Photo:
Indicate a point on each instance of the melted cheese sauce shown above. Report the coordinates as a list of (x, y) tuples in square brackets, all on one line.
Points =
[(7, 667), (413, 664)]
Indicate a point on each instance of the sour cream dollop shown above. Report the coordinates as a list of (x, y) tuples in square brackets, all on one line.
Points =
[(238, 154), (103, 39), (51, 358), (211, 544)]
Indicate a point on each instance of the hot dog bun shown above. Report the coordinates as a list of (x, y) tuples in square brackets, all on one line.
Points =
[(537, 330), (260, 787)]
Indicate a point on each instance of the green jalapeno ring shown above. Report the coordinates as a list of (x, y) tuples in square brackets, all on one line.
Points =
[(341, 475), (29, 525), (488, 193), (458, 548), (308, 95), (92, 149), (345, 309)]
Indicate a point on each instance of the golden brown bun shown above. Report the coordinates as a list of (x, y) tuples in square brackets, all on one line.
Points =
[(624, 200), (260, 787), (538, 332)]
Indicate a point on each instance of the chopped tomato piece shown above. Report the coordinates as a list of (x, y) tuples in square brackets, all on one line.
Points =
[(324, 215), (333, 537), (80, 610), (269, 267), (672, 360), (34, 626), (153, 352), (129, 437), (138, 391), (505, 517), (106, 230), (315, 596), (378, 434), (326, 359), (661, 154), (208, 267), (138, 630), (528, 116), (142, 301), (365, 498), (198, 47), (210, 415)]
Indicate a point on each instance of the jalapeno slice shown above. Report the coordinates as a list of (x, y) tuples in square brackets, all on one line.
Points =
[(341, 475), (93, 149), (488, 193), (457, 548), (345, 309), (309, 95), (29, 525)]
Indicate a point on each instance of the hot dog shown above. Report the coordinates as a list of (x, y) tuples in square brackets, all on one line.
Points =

+++

» **Goal**
Write out the material again from the line with "Indicate a point on each instance of the hot dog bun" to the line with "[(537, 330), (260, 787)]", both included, keeping every line the same except the point list. In that list, multiply each x and y coordinate by 1.45 and round to whole numbers, with halves rounded up.

» **Task output**
Indicate a point on each instance of the hot dog bun shown above. Report the coordinates as a list of (x, y) tuples in square brackets, all on one line.
Points =
[(779, 479), (377, 1141)]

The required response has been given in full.